>>>>>

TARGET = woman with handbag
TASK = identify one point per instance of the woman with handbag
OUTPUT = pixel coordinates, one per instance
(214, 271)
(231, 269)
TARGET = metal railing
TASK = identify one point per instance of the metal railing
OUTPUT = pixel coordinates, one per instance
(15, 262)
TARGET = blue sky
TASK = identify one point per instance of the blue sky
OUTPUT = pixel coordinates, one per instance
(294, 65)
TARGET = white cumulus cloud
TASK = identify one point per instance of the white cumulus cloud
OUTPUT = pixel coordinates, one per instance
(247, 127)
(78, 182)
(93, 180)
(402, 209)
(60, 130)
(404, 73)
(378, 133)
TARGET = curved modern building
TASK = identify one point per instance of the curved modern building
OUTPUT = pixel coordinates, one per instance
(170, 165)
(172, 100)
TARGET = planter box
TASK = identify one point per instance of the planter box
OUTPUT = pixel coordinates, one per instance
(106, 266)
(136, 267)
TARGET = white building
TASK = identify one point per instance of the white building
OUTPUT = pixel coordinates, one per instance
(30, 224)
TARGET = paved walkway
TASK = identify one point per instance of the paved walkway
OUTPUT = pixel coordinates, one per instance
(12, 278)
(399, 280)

<<<<<

What you are asked to do: An exact copy of every record is what the answer must contain.

Solution for this problem:
TARGET = woman with handbag
TASK = identify one point per instance of the woman with handbag
OUTPUT = pixel coordinates, one per instance
(214, 271)
(231, 269)
TARGET = metal railing
TASK = identify one point per instance of the metal railing
OUTPUT = pixel coordinates, one per instance
(15, 262)
TARGET = blue sky
TASK = identify one point per instance of the blue sky
OUTPUT = pixel coordinates, one per instance
(294, 65)
TARGET = white cumulus cloud
TASK = identify one point per instance of the white cumulus cloud
OUTPUT = pixel coordinates, one per instance
(247, 127)
(78, 182)
(93, 180)
(402, 209)
(60, 130)
(404, 73)
(378, 133)
TARGET = curved modern building
TASK = identify one point per instance of the curved modern building
OUTPUT = pixel coordinates, one per instance
(170, 165)
(172, 100)
TARGET = planter box
TASK = identify one point per instance of the planter box
OUTPUT = pixel coordinates, one per instance
(106, 266)
(136, 267)
TARGET = white building
TASK = identify one point per instance of the white building
OUTPUT = pixel coordinates, one per instance
(30, 224)
TARGET = paved walkway
TASK = identify one point per instance of the paved walkway
OUTPUT = pixel coordinates, one per instance
(12, 278)
(399, 280)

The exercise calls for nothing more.